• What you need to do: Format the records as a Markdown table with the columns "Row" and "Record line," one line per row and blank lines left out. Start at the first line of the records and stop after the line that contains "positive clicks: (578, 543)".

(Saved data entries)
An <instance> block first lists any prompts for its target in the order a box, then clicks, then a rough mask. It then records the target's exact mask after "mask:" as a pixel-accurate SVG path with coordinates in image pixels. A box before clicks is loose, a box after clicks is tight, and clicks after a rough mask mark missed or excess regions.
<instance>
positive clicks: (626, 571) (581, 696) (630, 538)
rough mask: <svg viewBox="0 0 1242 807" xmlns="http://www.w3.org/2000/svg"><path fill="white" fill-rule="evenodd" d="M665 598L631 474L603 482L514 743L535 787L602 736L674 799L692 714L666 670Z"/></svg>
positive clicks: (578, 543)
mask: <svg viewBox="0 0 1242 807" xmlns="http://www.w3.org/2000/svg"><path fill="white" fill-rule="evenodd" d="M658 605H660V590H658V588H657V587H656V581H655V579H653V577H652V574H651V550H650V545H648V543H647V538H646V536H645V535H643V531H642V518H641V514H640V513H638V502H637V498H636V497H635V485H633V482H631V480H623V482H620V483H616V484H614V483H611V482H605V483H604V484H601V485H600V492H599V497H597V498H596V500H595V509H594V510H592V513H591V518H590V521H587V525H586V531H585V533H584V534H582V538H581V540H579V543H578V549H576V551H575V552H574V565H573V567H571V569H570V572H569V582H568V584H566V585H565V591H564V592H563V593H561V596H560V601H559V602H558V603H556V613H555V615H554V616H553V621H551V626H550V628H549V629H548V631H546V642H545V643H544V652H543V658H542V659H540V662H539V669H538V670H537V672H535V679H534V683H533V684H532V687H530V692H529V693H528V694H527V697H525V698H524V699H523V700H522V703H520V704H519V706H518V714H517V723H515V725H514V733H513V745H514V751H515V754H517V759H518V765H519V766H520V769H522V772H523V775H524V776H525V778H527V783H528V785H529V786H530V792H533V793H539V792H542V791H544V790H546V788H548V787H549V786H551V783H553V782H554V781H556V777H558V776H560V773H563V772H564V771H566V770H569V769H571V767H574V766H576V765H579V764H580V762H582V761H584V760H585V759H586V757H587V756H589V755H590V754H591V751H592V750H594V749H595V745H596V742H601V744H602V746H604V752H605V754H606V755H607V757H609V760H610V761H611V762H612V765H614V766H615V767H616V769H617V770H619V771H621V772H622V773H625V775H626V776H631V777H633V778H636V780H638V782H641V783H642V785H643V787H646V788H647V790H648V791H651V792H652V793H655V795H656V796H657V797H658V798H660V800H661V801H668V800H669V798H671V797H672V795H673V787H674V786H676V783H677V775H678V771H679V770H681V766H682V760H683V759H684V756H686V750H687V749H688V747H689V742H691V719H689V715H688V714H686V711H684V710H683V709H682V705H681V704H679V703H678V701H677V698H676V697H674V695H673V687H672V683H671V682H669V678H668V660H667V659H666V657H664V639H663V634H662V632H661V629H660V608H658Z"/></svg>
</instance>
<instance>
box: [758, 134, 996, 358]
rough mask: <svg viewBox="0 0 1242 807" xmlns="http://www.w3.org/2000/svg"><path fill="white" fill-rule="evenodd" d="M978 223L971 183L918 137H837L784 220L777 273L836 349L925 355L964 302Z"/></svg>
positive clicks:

• Response to the exercise:
| Row | Record line |
|---|---|
| 1 | An <instance> block first lists any prompts for its target in the order a box, then clicks, then a rough mask. It then records the target's exact mask after "mask:" as a pixel-accurate SVG path with coordinates in image pixels. A box before clicks is loose, a box after clicks is tight, and clicks after a rough mask mark missed or excess regions. |
| 2 | <instance> |
| 3 | positive clicks: (626, 571) (581, 696) (630, 538) |
| 4 | rough mask: <svg viewBox="0 0 1242 807" xmlns="http://www.w3.org/2000/svg"><path fill="white" fill-rule="evenodd" d="M665 598L631 474L603 482L514 743L535 787L602 736L674 799L692 714L666 670Z"/></svg> |
| 5 | positive clicks: (578, 543) |